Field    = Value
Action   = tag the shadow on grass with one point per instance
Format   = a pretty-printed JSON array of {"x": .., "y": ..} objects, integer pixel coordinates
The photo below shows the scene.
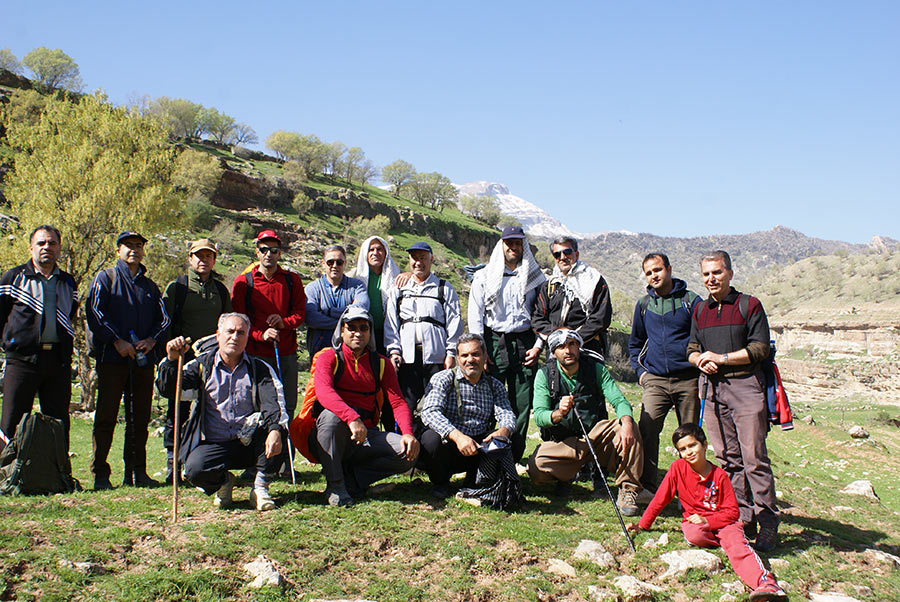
[{"x": 818, "y": 531}]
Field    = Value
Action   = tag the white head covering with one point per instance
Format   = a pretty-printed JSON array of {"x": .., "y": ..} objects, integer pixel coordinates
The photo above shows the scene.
[
  {"x": 388, "y": 273},
  {"x": 528, "y": 274}
]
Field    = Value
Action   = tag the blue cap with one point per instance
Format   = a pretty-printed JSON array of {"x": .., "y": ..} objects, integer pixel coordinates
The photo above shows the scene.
[
  {"x": 420, "y": 246},
  {"x": 129, "y": 234},
  {"x": 512, "y": 232}
]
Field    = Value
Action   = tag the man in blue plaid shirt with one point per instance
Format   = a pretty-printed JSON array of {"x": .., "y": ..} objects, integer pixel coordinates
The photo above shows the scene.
[{"x": 464, "y": 409}]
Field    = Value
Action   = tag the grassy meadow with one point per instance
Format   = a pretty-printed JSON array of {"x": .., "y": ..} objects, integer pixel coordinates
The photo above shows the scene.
[{"x": 403, "y": 545}]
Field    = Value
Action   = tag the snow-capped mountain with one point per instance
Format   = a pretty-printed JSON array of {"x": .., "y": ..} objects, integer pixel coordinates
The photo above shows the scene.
[{"x": 535, "y": 221}]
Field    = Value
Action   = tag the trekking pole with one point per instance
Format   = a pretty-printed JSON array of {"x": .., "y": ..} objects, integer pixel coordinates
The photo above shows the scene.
[
  {"x": 290, "y": 445},
  {"x": 602, "y": 474},
  {"x": 176, "y": 469},
  {"x": 703, "y": 399}
]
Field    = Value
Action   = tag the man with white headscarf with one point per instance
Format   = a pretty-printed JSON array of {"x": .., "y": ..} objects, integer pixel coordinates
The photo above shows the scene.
[
  {"x": 501, "y": 301},
  {"x": 576, "y": 296}
]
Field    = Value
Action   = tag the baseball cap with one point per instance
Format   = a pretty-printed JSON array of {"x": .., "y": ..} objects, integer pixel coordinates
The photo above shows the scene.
[
  {"x": 128, "y": 234},
  {"x": 203, "y": 243},
  {"x": 265, "y": 234},
  {"x": 420, "y": 246},
  {"x": 512, "y": 232}
]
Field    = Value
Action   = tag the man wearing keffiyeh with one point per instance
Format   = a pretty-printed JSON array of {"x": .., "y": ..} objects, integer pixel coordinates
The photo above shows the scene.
[
  {"x": 501, "y": 301},
  {"x": 576, "y": 296}
]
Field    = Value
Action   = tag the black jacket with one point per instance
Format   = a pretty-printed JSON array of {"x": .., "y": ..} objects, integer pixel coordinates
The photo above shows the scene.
[{"x": 22, "y": 307}]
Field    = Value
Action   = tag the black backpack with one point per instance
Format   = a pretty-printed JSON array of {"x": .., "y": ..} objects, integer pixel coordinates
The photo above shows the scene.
[{"x": 36, "y": 461}]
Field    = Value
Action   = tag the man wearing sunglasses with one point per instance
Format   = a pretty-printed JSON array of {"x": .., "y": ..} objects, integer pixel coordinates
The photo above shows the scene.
[
  {"x": 576, "y": 296},
  {"x": 275, "y": 301},
  {"x": 328, "y": 297}
]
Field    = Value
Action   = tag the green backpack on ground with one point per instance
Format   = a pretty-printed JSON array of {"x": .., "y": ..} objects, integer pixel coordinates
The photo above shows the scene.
[{"x": 36, "y": 461}]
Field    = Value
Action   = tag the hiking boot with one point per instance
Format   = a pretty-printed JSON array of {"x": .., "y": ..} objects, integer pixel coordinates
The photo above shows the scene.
[
  {"x": 767, "y": 539},
  {"x": 334, "y": 498},
  {"x": 627, "y": 502},
  {"x": 768, "y": 592},
  {"x": 644, "y": 497},
  {"x": 562, "y": 489},
  {"x": 102, "y": 484},
  {"x": 260, "y": 498},
  {"x": 225, "y": 494},
  {"x": 142, "y": 479}
]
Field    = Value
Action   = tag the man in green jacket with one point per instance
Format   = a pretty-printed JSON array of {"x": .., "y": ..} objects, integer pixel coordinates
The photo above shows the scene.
[
  {"x": 194, "y": 302},
  {"x": 573, "y": 382}
]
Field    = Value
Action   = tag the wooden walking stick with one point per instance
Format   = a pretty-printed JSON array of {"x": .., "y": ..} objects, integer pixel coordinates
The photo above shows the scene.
[{"x": 176, "y": 469}]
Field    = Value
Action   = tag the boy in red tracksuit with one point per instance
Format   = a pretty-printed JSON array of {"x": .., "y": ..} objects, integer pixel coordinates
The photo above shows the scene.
[{"x": 710, "y": 511}]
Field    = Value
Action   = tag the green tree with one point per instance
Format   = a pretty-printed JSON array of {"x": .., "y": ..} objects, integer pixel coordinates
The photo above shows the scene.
[
  {"x": 9, "y": 61},
  {"x": 398, "y": 174},
  {"x": 181, "y": 117},
  {"x": 353, "y": 162},
  {"x": 53, "y": 69},
  {"x": 244, "y": 134},
  {"x": 334, "y": 158},
  {"x": 434, "y": 190},
  {"x": 92, "y": 170}
]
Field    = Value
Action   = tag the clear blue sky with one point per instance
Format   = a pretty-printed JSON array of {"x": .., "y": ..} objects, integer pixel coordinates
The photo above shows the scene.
[{"x": 676, "y": 118}]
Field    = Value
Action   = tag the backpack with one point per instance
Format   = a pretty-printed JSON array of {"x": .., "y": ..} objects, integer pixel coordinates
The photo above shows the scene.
[
  {"x": 310, "y": 408},
  {"x": 93, "y": 347},
  {"x": 440, "y": 299},
  {"x": 36, "y": 461},
  {"x": 181, "y": 291},
  {"x": 777, "y": 404}
]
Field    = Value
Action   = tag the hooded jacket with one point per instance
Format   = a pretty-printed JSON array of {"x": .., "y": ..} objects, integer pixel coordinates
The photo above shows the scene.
[{"x": 660, "y": 331}]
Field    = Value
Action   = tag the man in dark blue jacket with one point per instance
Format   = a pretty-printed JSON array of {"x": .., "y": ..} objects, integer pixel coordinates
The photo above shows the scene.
[
  {"x": 38, "y": 304},
  {"x": 128, "y": 323},
  {"x": 660, "y": 332}
]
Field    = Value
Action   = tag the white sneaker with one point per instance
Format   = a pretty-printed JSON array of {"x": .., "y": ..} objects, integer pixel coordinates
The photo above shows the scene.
[
  {"x": 260, "y": 498},
  {"x": 225, "y": 495}
]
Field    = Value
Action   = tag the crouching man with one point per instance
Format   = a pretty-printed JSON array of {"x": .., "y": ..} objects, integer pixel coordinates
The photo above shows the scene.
[
  {"x": 464, "y": 408},
  {"x": 571, "y": 375},
  {"x": 237, "y": 420},
  {"x": 351, "y": 388}
]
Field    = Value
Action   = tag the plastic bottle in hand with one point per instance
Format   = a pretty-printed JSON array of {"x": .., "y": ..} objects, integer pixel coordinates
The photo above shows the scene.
[{"x": 140, "y": 357}]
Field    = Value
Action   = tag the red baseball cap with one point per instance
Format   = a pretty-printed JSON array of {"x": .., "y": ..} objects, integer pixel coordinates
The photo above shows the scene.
[{"x": 265, "y": 234}]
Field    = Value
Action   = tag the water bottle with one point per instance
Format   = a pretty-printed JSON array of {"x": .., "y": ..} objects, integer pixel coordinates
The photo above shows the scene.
[{"x": 140, "y": 358}]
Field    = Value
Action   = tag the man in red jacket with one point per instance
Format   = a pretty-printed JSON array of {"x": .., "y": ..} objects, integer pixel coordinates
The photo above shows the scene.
[
  {"x": 275, "y": 301},
  {"x": 353, "y": 453}
]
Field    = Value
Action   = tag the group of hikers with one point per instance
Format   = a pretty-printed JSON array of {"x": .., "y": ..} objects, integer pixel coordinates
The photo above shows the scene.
[{"x": 398, "y": 383}]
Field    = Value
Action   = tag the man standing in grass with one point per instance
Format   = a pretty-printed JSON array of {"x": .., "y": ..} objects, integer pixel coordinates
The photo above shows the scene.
[
  {"x": 127, "y": 318},
  {"x": 239, "y": 413},
  {"x": 729, "y": 343},
  {"x": 352, "y": 384},
  {"x": 194, "y": 302},
  {"x": 422, "y": 325},
  {"x": 500, "y": 304},
  {"x": 38, "y": 305},
  {"x": 327, "y": 297},
  {"x": 574, "y": 385},
  {"x": 576, "y": 297},
  {"x": 660, "y": 332}
]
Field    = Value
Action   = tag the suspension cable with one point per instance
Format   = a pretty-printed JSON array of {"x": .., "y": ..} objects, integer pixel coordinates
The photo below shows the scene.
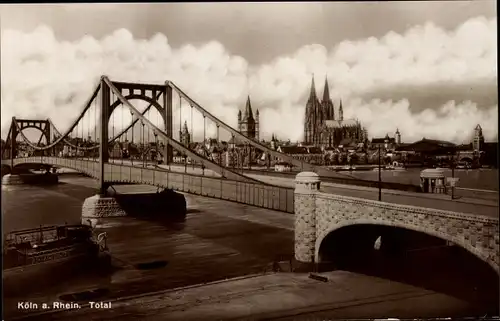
[
  {"x": 143, "y": 145},
  {"x": 122, "y": 144}
]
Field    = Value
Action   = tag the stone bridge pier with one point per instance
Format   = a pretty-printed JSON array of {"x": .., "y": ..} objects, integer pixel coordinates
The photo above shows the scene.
[{"x": 319, "y": 214}]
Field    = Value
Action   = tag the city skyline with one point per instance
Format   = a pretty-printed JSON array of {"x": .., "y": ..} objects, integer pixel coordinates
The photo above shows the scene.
[{"x": 433, "y": 78}]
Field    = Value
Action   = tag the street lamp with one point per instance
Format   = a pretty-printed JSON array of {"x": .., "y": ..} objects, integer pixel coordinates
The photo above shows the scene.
[
  {"x": 453, "y": 174},
  {"x": 379, "y": 175}
]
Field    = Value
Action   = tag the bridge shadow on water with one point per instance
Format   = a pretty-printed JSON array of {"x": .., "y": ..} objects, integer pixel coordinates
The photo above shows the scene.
[
  {"x": 413, "y": 258},
  {"x": 166, "y": 207}
]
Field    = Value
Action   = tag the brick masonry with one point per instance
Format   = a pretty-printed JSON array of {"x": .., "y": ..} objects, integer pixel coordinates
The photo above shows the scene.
[{"x": 320, "y": 214}]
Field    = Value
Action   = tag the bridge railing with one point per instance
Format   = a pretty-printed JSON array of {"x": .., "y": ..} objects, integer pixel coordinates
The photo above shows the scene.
[{"x": 250, "y": 193}]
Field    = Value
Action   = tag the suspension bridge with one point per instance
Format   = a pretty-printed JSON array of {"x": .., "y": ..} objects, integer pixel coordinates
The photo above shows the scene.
[
  {"x": 94, "y": 145},
  {"x": 100, "y": 142}
]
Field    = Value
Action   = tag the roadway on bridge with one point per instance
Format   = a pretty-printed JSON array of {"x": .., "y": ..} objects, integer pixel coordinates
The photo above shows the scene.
[
  {"x": 467, "y": 205},
  {"x": 435, "y": 201}
]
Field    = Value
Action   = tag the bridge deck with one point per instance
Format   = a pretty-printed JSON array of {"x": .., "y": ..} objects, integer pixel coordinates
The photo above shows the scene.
[
  {"x": 435, "y": 201},
  {"x": 474, "y": 206}
]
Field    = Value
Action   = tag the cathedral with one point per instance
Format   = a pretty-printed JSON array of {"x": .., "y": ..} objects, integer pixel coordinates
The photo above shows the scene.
[
  {"x": 323, "y": 129},
  {"x": 248, "y": 125}
]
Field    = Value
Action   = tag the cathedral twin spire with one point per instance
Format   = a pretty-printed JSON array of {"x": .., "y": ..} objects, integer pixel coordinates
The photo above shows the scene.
[{"x": 324, "y": 109}]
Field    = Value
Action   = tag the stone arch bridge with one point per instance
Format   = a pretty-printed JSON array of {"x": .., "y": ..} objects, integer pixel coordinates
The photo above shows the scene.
[{"x": 319, "y": 214}]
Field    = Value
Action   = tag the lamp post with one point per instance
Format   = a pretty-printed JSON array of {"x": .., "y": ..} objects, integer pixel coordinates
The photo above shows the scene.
[
  {"x": 379, "y": 175},
  {"x": 453, "y": 174}
]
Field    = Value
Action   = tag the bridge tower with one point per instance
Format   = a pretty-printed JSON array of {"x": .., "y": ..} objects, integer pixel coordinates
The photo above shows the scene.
[
  {"x": 17, "y": 126},
  {"x": 107, "y": 107}
]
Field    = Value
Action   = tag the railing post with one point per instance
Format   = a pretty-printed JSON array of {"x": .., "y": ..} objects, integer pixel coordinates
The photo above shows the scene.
[
  {"x": 307, "y": 186},
  {"x": 13, "y": 144},
  {"x": 168, "y": 121},
  {"x": 103, "y": 139}
]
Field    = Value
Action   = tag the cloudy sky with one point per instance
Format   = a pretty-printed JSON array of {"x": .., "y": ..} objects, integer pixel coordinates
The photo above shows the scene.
[{"x": 426, "y": 67}]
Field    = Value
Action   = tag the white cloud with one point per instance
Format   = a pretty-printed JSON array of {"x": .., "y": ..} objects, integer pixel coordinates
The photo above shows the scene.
[{"x": 44, "y": 77}]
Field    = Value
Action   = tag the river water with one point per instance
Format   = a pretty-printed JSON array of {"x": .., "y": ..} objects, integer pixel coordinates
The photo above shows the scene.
[{"x": 218, "y": 239}]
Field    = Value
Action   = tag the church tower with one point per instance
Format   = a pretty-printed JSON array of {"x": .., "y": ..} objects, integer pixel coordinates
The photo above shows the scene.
[
  {"x": 257, "y": 129},
  {"x": 248, "y": 124},
  {"x": 478, "y": 141},
  {"x": 312, "y": 121},
  {"x": 327, "y": 104},
  {"x": 341, "y": 111}
]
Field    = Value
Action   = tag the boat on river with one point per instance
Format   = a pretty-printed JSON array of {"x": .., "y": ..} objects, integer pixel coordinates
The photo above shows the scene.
[{"x": 42, "y": 252}]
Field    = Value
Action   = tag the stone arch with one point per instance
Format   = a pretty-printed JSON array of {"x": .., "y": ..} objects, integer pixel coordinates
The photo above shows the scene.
[
  {"x": 466, "y": 159},
  {"x": 432, "y": 232},
  {"x": 45, "y": 132},
  {"x": 142, "y": 97}
]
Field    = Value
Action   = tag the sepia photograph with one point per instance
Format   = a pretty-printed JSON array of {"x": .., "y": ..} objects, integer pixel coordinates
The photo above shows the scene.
[{"x": 249, "y": 161}]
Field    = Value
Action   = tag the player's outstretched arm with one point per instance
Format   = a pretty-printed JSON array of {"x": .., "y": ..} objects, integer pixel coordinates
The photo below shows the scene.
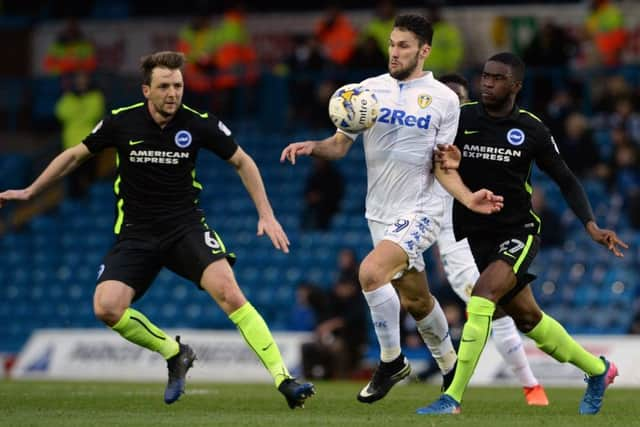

Challenge: Show every line of the data above that contains the word "baseball", and reproduce each one in full.

Answer to this task:
Action   = tag the baseball cap with one point per instance
Action   = tag the red baseball cap with one point per instance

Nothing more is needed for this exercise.